- AIM OF THE TASK:
Beginning with the line where "Query: dark green foliage" appears, retype every remaining line of the data below, both the first and last included.

(Excerpt from a dataset)
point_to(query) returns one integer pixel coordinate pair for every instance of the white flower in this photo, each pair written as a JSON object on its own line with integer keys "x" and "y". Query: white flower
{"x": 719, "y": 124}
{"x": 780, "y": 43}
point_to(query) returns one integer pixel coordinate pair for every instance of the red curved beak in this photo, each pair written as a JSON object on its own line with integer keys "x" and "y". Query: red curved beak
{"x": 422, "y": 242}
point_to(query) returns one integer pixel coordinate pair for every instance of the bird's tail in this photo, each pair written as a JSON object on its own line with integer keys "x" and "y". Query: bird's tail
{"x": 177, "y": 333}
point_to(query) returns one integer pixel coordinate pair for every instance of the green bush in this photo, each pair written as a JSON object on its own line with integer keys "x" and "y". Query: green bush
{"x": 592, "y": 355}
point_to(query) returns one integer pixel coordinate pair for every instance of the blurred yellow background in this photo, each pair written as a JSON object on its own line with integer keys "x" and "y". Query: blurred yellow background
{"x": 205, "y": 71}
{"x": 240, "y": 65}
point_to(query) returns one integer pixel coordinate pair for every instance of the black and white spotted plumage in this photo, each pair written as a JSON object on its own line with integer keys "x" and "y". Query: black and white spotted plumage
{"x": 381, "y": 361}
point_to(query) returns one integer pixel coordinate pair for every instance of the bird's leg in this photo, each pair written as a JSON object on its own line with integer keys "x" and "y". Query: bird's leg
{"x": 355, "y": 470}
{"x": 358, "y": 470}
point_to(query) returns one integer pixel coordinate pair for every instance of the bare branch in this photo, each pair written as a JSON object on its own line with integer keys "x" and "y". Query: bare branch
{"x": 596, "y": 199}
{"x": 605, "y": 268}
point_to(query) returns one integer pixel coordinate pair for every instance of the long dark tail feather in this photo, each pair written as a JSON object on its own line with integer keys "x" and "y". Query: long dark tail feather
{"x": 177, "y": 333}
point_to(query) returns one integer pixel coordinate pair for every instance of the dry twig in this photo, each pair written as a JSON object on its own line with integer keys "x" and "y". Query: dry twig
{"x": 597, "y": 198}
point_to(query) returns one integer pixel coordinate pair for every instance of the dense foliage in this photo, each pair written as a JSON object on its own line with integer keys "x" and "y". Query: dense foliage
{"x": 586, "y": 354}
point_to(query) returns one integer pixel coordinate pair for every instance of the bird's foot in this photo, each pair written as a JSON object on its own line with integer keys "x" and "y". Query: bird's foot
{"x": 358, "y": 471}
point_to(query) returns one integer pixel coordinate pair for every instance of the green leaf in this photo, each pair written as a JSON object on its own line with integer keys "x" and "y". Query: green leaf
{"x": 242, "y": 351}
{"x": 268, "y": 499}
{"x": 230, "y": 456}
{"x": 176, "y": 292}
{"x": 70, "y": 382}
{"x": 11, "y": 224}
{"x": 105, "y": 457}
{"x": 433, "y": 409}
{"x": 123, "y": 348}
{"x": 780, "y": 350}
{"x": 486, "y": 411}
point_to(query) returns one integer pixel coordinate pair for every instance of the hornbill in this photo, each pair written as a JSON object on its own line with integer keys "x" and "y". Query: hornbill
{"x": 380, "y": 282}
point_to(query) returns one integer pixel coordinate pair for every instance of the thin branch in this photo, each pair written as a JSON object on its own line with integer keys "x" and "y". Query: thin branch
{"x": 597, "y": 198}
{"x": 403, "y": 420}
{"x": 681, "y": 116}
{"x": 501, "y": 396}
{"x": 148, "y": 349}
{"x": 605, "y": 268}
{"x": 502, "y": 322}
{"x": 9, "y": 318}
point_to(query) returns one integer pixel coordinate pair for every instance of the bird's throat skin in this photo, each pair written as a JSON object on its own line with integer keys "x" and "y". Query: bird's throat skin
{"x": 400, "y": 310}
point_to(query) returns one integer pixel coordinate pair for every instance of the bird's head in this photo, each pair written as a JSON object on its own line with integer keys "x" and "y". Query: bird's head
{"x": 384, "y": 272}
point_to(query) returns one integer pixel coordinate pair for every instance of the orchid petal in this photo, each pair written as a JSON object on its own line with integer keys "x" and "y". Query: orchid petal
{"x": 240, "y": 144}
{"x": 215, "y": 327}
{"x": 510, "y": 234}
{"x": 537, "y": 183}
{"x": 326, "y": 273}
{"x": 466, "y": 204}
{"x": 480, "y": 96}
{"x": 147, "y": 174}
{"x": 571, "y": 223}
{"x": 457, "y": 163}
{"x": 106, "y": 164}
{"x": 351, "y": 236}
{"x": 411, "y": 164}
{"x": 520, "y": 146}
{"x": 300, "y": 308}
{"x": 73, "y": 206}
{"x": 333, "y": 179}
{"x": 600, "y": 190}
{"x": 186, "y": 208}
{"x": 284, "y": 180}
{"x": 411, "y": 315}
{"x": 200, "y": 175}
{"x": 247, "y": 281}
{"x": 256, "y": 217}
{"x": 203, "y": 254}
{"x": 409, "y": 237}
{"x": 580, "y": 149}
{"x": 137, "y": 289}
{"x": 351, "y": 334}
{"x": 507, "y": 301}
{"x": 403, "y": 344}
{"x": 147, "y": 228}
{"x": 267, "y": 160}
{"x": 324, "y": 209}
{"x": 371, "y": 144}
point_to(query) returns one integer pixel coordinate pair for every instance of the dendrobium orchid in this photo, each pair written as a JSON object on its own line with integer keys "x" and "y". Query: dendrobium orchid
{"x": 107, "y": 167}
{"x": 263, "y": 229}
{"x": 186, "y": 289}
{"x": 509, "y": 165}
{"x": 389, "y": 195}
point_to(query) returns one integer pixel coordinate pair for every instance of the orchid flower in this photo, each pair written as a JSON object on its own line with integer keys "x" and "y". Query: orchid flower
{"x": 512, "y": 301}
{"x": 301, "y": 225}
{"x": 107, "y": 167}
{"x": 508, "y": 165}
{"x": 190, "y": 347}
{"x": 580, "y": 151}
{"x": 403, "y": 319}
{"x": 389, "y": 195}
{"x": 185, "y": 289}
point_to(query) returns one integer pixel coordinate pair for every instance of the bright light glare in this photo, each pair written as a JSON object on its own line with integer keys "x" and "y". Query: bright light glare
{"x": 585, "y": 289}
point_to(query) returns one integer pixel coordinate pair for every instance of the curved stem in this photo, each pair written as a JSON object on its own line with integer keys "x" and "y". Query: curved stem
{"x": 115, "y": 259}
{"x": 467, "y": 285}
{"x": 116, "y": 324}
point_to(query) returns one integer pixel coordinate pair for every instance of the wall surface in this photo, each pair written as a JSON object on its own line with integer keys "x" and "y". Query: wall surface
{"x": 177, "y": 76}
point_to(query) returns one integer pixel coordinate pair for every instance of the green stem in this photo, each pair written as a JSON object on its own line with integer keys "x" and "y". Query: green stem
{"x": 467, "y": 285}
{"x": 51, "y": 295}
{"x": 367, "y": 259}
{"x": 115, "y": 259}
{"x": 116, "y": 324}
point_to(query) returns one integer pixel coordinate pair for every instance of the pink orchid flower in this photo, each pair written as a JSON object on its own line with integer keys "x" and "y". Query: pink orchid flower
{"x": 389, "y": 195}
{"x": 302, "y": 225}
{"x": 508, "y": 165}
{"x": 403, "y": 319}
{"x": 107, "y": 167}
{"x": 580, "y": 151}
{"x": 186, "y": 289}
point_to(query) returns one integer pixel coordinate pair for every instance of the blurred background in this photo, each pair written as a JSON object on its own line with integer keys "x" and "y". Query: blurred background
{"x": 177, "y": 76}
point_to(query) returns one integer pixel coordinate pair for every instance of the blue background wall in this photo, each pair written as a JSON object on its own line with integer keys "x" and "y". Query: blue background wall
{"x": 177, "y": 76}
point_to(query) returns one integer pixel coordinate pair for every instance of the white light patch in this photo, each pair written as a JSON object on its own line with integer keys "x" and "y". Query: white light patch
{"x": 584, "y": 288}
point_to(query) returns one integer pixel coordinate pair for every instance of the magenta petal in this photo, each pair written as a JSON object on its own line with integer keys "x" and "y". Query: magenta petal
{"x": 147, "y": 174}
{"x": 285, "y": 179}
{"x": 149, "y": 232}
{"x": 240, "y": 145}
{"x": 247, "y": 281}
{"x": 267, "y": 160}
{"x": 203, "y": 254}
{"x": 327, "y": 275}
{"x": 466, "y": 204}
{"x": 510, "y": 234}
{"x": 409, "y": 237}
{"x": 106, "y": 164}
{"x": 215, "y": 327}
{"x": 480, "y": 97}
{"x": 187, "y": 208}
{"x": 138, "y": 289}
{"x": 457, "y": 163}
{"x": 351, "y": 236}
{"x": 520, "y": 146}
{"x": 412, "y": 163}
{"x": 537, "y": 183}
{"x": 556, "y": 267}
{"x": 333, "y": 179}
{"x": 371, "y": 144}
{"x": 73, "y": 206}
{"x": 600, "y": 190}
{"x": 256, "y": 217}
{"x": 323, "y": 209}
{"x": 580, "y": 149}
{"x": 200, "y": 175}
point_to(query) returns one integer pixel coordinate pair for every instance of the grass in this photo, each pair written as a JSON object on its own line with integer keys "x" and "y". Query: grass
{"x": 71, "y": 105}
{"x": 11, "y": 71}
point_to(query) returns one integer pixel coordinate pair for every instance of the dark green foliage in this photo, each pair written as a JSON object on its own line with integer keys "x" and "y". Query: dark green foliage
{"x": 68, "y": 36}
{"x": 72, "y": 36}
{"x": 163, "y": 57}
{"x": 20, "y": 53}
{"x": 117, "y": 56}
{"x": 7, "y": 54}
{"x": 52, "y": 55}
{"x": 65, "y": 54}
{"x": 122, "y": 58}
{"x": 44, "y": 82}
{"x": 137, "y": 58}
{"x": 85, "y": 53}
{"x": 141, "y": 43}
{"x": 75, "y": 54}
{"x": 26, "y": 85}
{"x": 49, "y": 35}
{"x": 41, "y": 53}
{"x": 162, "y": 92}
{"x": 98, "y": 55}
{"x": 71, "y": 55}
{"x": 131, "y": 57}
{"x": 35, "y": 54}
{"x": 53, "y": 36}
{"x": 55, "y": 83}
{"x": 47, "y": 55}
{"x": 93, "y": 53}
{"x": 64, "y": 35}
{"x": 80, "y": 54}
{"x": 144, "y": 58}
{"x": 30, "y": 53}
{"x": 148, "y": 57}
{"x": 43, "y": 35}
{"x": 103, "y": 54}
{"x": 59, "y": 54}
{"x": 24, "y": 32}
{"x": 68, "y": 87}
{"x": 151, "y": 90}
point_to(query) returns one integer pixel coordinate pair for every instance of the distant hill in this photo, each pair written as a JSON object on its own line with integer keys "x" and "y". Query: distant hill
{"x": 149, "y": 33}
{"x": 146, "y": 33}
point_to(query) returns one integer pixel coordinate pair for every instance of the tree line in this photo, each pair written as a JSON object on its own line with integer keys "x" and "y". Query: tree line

- COMPLETE RESPONSE:
point_to(query) returns one integer pixel coordinate pair for every instance of the dark green foliage in this photo, each pair written as a JSON object on its own line with integer keys "x" and "y". Query: dark green foliage
{"x": 68, "y": 36}
{"x": 72, "y": 36}
{"x": 163, "y": 57}
{"x": 20, "y": 53}
{"x": 117, "y": 56}
{"x": 7, "y": 54}
{"x": 52, "y": 55}
{"x": 65, "y": 54}
{"x": 122, "y": 58}
{"x": 44, "y": 82}
{"x": 137, "y": 58}
{"x": 85, "y": 53}
{"x": 141, "y": 43}
{"x": 75, "y": 54}
{"x": 26, "y": 85}
{"x": 49, "y": 35}
{"x": 41, "y": 53}
{"x": 162, "y": 92}
{"x": 98, "y": 55}
{"x": 71, "y": 55}
{"x": 131, "y": 57}
{"x": 35, "y": 54}
{"x": 53, "y": 36}
{"x": 55, "y": 83}
{"x": 47, "y": 55}
{"x": 93, "y": 53}
{"x": 64, "y": 35}
{"x": 80, "y": 54}
{"x": 144, "y": 58}
{"x": 30, "y": 53}
{"x": 148, "y": 57}
{"x": 43, "y": 35}
{"x": 103, "y": 54}
{"x": 59, "y": 54}
{"x": 24, "y": 32}
{"x": 68, "y": 87}
{"x": 151, "y": 90}
point_to(query) returns one integer pixel coordinate pair for every instance of the distant hill in this photo, each pair written as a JSON object on its own line with integer keys "x" and "y". Query: distant hill
{"x": 149, "y": 33}
{"x": 146, "y": 33}
point_to(query) returns one integer pixel coordinate pair for every instance of the tree line in this photo, each pair written as a JSON object on its own line with integer keys "x" and "y". Query: tree line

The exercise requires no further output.